• GOAL:
Copy out the data exactly, everything from the line containing "Give the innermost point of each instance of the blue car" down to the last line of the data, including both of those lines.

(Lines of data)
***

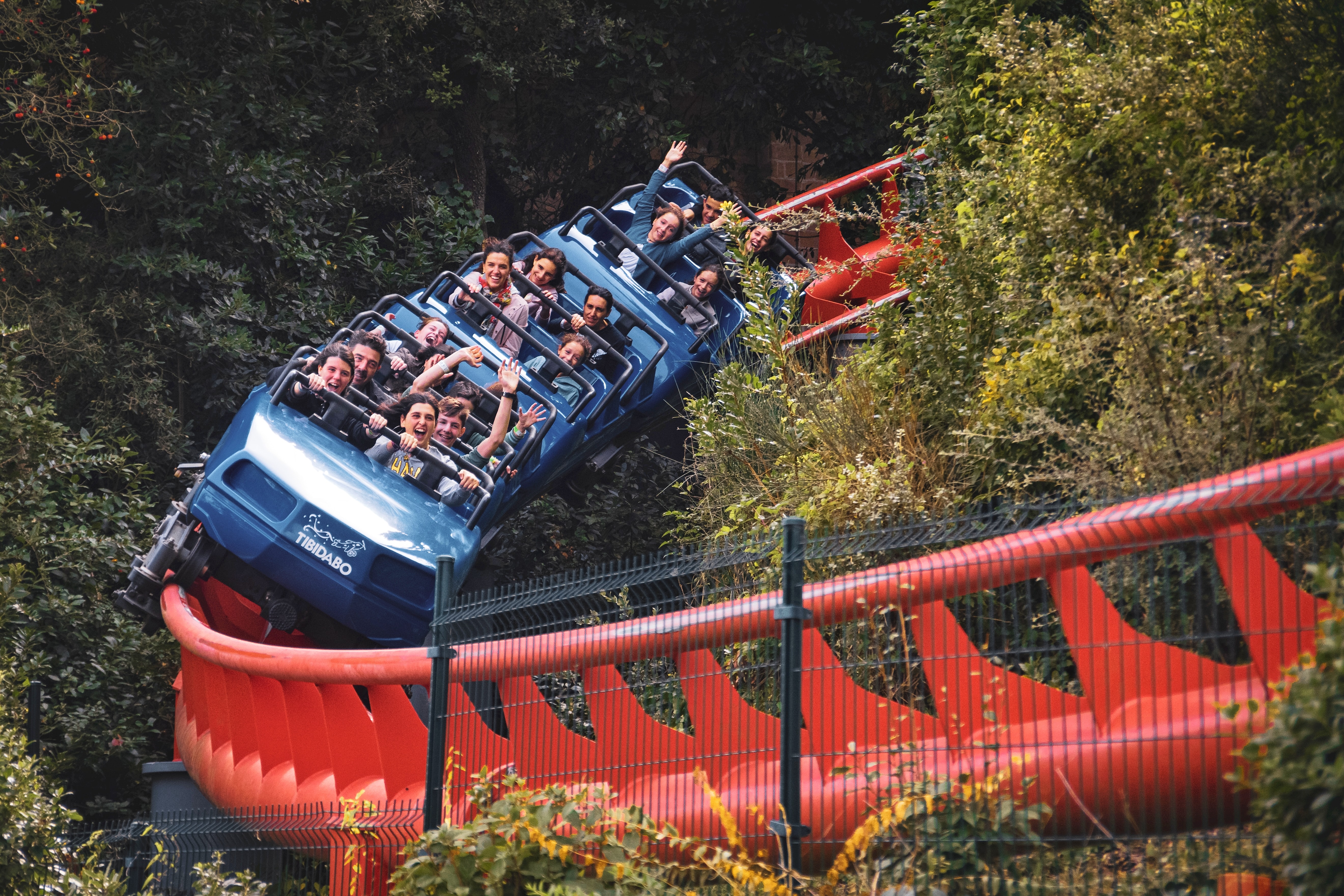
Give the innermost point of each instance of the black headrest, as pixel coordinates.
(550, 371)
(609, 250)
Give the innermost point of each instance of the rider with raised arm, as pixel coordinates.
(501, 432)
(659, 232)
(409, 362)
(419, 414)
(495, 283)
(445, 369)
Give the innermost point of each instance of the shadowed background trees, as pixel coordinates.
(191, 190)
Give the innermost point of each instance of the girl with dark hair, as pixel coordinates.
(334, 370)
(419, 414)
(545, 271)
(494, 283)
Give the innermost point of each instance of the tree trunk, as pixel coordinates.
(471, 144)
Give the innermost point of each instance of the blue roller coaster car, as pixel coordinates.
(296, 519)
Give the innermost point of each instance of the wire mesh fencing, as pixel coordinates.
(296, 849)
(1026, 696)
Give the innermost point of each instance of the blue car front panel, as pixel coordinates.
(333, 526)
(353, 539)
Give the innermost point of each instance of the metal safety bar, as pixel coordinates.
(639, 253)
(627, 314)
(447, 468)
(292, 365)
(487, 307)
(386, 302)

***

• FINAL RESULT:
Give the innermost point of each instance of the blue car front panel, as pixel coordinates.
(333, 526)
(353, 539)
Give the innermost point of each instance of the metal safety bar, as pixel coordinates.
(639, 253)
(627, 314)
(447, 468)
(292, 365)
(487, 307)
(386, 302)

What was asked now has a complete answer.